- [Problem details]: Copy out every row below that contains the word "rough", matching uppercase and lowercase exactly.

- [Exercise inputs]:
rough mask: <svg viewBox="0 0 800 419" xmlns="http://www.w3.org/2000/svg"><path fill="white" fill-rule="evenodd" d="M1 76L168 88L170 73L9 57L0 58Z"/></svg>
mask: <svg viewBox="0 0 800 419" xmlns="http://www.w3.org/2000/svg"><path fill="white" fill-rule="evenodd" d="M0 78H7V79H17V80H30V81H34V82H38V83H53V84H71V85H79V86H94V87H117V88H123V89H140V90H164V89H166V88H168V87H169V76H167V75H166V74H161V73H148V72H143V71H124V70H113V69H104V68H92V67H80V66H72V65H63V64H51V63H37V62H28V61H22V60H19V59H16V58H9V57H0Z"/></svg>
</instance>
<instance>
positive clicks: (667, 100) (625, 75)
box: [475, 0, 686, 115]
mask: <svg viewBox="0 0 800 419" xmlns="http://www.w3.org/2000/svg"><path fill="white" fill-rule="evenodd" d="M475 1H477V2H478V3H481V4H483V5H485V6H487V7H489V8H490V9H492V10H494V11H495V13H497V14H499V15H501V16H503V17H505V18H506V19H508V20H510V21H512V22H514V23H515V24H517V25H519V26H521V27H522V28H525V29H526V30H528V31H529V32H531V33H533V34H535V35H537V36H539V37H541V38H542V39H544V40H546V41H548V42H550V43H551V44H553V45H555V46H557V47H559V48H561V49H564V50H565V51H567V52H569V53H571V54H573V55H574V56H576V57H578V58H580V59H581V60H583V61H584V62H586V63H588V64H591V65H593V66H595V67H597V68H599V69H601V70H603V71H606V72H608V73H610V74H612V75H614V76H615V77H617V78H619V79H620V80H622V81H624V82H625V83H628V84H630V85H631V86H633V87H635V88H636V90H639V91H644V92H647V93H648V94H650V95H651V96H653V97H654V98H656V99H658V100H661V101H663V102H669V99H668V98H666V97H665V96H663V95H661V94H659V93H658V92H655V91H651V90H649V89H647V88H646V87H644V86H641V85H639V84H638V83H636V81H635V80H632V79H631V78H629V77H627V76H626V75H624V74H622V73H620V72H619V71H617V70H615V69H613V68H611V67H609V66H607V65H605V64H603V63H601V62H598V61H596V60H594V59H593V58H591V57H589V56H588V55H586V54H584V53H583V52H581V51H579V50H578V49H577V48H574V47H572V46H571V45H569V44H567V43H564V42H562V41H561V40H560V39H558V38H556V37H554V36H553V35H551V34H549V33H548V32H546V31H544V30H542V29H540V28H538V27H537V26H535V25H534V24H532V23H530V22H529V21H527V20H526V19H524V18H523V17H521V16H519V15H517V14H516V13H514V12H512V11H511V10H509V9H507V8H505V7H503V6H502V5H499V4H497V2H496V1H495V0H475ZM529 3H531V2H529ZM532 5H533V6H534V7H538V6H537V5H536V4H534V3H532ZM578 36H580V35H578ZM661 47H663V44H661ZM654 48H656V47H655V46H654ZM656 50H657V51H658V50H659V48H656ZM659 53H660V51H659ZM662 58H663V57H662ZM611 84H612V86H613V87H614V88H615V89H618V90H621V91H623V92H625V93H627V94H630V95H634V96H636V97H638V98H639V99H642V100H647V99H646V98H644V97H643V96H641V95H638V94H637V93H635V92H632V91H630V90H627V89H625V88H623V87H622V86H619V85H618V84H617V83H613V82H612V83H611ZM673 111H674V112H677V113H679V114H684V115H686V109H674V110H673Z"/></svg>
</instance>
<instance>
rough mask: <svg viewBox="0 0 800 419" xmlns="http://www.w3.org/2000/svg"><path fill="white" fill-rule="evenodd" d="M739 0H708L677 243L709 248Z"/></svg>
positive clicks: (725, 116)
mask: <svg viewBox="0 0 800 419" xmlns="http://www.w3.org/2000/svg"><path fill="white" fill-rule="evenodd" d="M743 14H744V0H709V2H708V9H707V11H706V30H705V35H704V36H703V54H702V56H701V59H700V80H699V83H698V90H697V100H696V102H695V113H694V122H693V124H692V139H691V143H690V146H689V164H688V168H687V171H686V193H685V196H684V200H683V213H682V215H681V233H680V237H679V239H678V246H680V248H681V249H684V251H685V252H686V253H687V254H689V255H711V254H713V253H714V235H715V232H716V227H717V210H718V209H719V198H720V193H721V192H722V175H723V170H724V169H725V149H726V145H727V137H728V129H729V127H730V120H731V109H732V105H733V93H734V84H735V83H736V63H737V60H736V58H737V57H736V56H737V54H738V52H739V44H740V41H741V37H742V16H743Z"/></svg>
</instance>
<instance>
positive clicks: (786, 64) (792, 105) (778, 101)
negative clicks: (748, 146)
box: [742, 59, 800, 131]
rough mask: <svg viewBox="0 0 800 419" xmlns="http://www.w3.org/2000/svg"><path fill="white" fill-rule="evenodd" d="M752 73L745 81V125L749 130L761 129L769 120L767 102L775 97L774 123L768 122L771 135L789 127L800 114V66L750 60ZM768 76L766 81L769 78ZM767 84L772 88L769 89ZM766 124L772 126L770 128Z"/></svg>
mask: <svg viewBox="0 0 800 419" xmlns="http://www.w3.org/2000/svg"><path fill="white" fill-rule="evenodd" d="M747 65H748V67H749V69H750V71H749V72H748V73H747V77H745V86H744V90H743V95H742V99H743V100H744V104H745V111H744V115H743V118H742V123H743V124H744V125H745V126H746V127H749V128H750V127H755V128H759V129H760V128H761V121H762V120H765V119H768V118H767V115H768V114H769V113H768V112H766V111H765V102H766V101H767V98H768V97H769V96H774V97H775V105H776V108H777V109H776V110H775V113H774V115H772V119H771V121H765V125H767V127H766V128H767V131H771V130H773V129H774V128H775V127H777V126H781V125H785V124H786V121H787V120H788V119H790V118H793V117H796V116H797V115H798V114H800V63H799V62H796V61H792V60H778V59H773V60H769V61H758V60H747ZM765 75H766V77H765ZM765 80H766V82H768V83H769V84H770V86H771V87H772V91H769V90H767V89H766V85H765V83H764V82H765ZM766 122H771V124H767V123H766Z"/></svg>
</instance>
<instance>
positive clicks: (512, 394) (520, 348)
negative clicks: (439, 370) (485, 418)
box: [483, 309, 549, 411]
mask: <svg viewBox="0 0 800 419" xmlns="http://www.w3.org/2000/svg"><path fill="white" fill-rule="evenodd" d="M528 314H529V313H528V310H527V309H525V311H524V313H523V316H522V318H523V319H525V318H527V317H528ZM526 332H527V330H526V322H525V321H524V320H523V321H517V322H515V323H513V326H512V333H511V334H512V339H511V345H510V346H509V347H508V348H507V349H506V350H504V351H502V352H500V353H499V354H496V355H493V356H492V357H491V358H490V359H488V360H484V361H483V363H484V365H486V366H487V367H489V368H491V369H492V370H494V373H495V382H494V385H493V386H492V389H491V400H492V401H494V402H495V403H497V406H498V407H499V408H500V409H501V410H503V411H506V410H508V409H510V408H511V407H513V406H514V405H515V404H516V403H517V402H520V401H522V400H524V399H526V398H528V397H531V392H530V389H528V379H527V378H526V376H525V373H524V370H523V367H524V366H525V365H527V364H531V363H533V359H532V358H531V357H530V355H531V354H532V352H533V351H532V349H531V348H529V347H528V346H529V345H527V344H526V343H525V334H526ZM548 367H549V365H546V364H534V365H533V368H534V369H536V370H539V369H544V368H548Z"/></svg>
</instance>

- [Reply]:
rough mask: <svg viewBox="0 0 800 419" xmlns="http://www.w3.org/2000/svg"><path fill="white" fill-rule="evenodd" d="M1 76L168 88L170 73L9 57L0 58Z"/></svg>
rough mask: <svg viewBox="0 0 800 419" xmlns="http://www.w3.org/2000/svg"><path fill="white" fill-rule="evenodd" d="M739 0H708L677 243L709 248Z"/></svg>
rough mask: <svg viewBox="0 0 800 419" xmlns="http://www.w3.org/2000/svg"><path fill="white" fill-rule="evenodd" d="M752 73L745 81V125L749 130L761 129L769 120L767 102L775 97L774 123L768 122L771 135L789 127L800 114V66L750 60ZM768 76L766 81L769 78ZM767 84L772 88L769 89ZM766 124L772 126L770 128Z"/></svg>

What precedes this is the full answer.